╭─ Given records
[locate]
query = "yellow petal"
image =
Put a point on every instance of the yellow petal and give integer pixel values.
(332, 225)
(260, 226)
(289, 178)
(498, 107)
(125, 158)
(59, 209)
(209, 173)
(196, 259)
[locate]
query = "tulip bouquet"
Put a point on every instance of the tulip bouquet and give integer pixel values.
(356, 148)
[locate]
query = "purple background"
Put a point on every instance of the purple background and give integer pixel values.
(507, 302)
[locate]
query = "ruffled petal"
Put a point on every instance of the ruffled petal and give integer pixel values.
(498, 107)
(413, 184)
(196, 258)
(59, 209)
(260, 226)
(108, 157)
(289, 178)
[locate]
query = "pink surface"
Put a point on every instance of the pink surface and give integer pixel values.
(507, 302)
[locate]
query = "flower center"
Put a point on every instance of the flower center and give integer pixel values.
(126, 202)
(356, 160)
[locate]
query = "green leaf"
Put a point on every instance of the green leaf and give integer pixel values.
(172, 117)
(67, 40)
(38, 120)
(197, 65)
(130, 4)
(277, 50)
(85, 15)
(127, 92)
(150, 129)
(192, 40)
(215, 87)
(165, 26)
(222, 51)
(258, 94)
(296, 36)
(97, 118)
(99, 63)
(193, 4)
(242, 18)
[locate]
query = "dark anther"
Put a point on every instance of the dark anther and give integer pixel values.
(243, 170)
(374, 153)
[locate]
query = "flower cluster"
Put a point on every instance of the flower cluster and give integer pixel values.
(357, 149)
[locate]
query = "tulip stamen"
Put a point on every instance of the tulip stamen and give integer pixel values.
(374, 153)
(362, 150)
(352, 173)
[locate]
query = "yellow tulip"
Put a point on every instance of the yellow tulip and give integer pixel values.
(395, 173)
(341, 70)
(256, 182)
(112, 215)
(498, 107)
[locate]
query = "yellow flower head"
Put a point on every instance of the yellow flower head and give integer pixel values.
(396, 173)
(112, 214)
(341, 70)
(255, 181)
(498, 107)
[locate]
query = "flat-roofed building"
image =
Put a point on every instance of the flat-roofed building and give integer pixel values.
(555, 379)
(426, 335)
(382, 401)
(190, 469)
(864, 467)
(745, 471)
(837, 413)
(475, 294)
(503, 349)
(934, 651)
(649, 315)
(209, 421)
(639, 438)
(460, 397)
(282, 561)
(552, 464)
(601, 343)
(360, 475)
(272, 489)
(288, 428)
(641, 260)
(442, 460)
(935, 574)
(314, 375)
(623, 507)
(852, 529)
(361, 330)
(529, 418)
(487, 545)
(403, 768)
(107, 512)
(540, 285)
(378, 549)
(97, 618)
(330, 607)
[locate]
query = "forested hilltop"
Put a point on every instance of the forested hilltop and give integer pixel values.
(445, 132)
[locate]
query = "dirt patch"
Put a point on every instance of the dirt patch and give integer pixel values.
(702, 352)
╰─
### The problem
Each of the records above is to be reproduced word for word.

### Exercise answer
[locate]
query = "yellow petal"
image =
Put a point on every instance of the yellow petal and give integer pixel values.
(332, 225)
(260, 226)
(289, 178)
(498, 107)
(125, 158)
(59, 209)
(209, 173)
(196, 259)
[locate]
query = "tulip bouquet"
Put a point on every instance of the tulip bouquet and give integer pixel values.
(356, 148)
[locate]
query = "purple background"
Put a point on every instance of the purple background and give integer pixel values.
(507, 302)
[locate]
query = "ruffled petal"
Put a point on every instance of the ruffled petal and give integer pixel values.
(498, 107)
(413, 184)
(196, 258)
(59, 209)
(260, 226)
(108, 157)
(289, 178)
[locate]
query = "pink surface"
Put a point on every instance of the pink surface and give integer pixel values.
(507, 302)
[locate]
query = "flower center"
Put a point on every instance of the flower center and give integer pixel values.
(126, 202)
(356, 160)
[locate]
query = "green leaf"
Put a point on every instance of the green leaf and give integer pixel values.
(172, 117)
(67, 40)
(38, 120)
(197, 65)
(130, 4)
(277, 50)
(85, 15)
(127, 92)
(150, 129)
(192, 40)
(215, 87)
(165, 26)
(222, 51)
(258, 94)
(296, 36)
(97, 118)
(99, 63)
(193, 4)
(242, 18)
[locate]
query = "dark anther"
Put a point on every instance of the dark anther and give integer pixel values.
(243, 170)
(374, 153)
[locate]
query = "flower cluster"
Put a point on every instance of the flower cluster and give integer pixel values.
(357, 149)
[locate]
query = "tulip stamen"
Put a point on every instance of the tulip stamen and give integer pixel values.
(374, 153)
(362, 150)
(352, 173)
[locate]
query = "yellow tulip"
Put a point on every instance of the yellow tulip and give integer pixel values.
(395, 173)
(341, 70)
(256, 182)
(112, 215)
(498, 107)
[locate]
query = "yellow flower head"
Put a point on every instance of the yellow flower head and give integer pixel values.
(396, 173)
(112, 214)
(341, 70)
(255, 181)
(498, 107)
[locate]
query = "flat-roofed building"
image =
Put a point on every instance of the flat-roofed building and give integer pixel values.
(555, 379)
(426, 335)
(382, 401)
(190, 469)
(864, 467)
(745, 471)
(837, 413)
(475, 294)
(503, 349)
(934, 651)
(649, 315)
(209, 421)
(639, 438)
(460, 397)
(282, 561)
(552, 464)
(601, 343)
(360, 475)
(272, 489)
(288, 428)
(641, 260)
(442, 460)
(935, 574)
(314, 375)
(623, 507)
(852, 529)
(361, 330)
(529, 418)
(487, 545)
(403, 768)
(107, 512)
(540, 285)
(378, 549)
(97, 618)
(330, 607)
[locate]
query = "forested hilltop"
Put a point on every instance of the forested hilltop and give integer pixel values.
(445, 132)
[locate]
query = "dirt patch"
Put a point on every instance of the dirt patch and give integer pixel values.
(702, 352)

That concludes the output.